**Short problem**
All the entries need to be quoted exactly, apart from the pictures, which you should drop.

**Excerpted data**
▬▬▬

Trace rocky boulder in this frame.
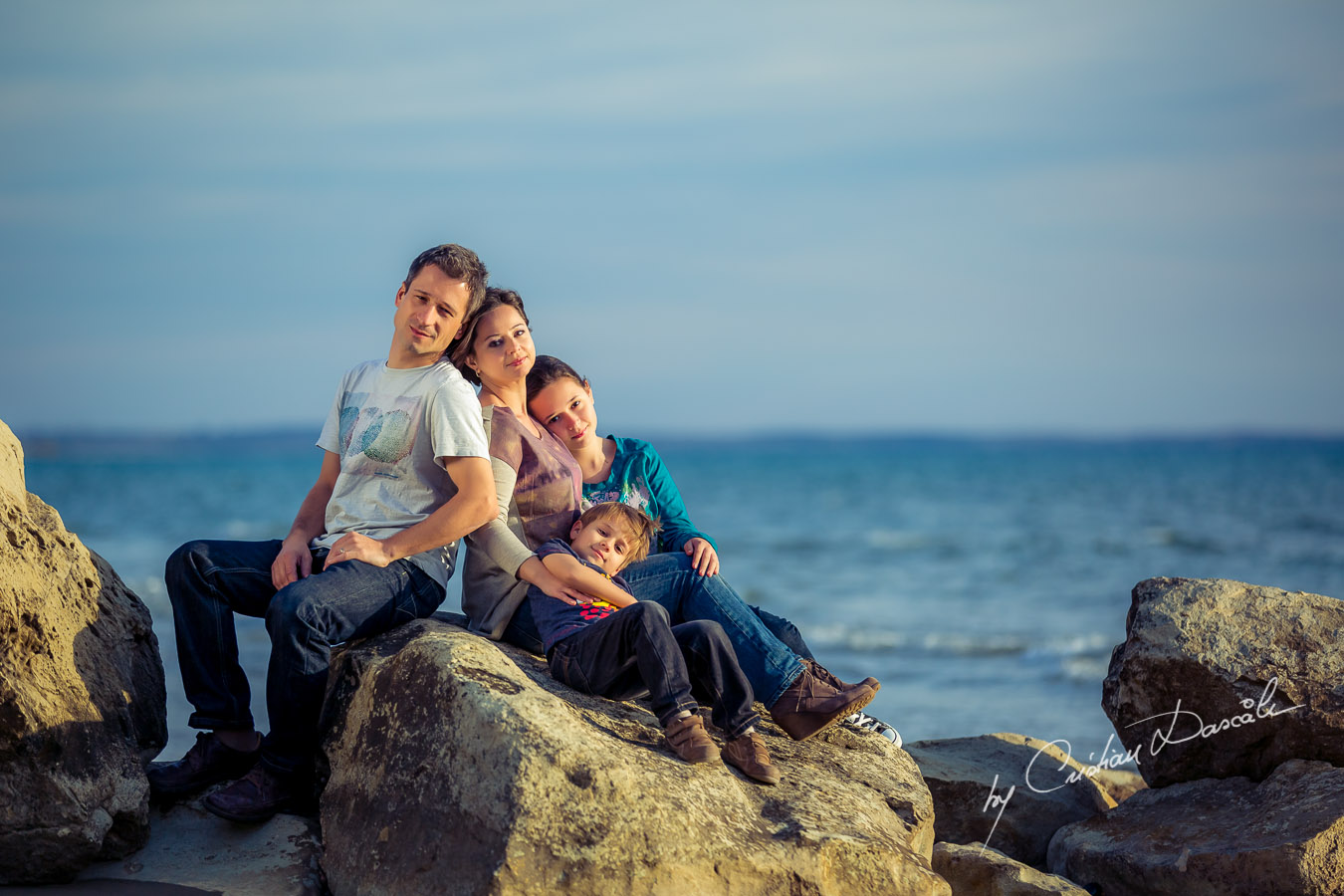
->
[1049,759,1344,896]
[906,734,1116,866]
[0,423,166,884]
[322,619,949,896]
[1102,579,1344,787]
[1091,769,1148,803]
[933,843,1087,896]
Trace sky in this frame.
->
[0,0,1344,437]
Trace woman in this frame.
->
[527,354,901,746]
[452,288,876,740]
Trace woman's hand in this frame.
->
[324,532,396,568]
[681,539,719,575]
[518,557,592,607]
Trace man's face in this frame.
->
[387,265,472,366]
[569,520,630,575]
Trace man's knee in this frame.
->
[677,619,733,649]
[621,600,672,627]
[164,540,206,597]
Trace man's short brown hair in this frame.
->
[579,501,659,569]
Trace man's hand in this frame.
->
[681,539,719,575]
[327,532,396,566]
[270,539,314,591]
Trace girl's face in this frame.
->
[527,377,602,454]
[466,305,537,383]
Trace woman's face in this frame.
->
[468,305,537,384]
[527,376,602,454]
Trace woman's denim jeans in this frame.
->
[621,553,802,708]
[165,542,444,774]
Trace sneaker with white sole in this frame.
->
[844,712,901,747]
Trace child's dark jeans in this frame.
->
[550,600,760,739]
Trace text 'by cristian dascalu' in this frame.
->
[980,676,1302,853]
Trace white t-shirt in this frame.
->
[312,360,489,585]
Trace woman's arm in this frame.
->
[466,408,590,603]
[640,442,719,575]
[542,554,634,607]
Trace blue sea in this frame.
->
[20,432,1344,761]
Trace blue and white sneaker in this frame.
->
[844,712,901,747]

▬▬▬

**Written response**
Trace rocky boulder in this frame.
->
[1049,759,1344,896]
[906,734,1116,866]
[0,423,166,884]
[322,619,949,896]
[1102,579,1344,787]
[1091,769,1148,803]
[933,843,1087,896]
Trace sky in this frame.
->
[0,0,1344,437]
Trace woman in this frame.
->
[527,354,901,746]
[452,288,876,740]
Trace woman's hand in this frame.
->
[324,532,396,568]
[681,539,719,575]
[518,557,592,607]
Trace man's face in this frame.
->
[387,265,472,366]
[569,520,630,575]
Trace man's knee in this frame.
->
[677,619,733,649]
[621,600,672,627]
[164,540,206,597]
Trace man's short brown hair in this frame.
->
[579,501,659,569]
Trace man's hand in this frame.
->
[681,539,719,575]
[327,532,396,566]
[270,539,314,591]
Trace girl's face in this frame.
->
[527,377,602,454]
[466,305,537,383]
Trace woman's face in this frame.
->
[468,305,537,384]
[527,376,602,454]
Trace woman's denim jeans in this frame.
->
[621,553,802,708]
[165,542,444,774]
Trace sneaker with white sole in this frame.
->
[844,712,901,747]
Trace child's dark jeans in this frame.
->
[550,600,760,739]
Trace text 'by cristian dascalu' in this frame.
->
[980,676,1302,853]
Trace white t-shirt in this frame.
->
[312,360,489,585]
Trace woman's arm in this frame.
->
[466,408,590,603]
[640,442,719,575]
[542,554,634,607]
Trace blue sea in this frame.
->
[20,432,1344,761]
Trace blue and white sneaker in this frame.
->
[844,712,901,747]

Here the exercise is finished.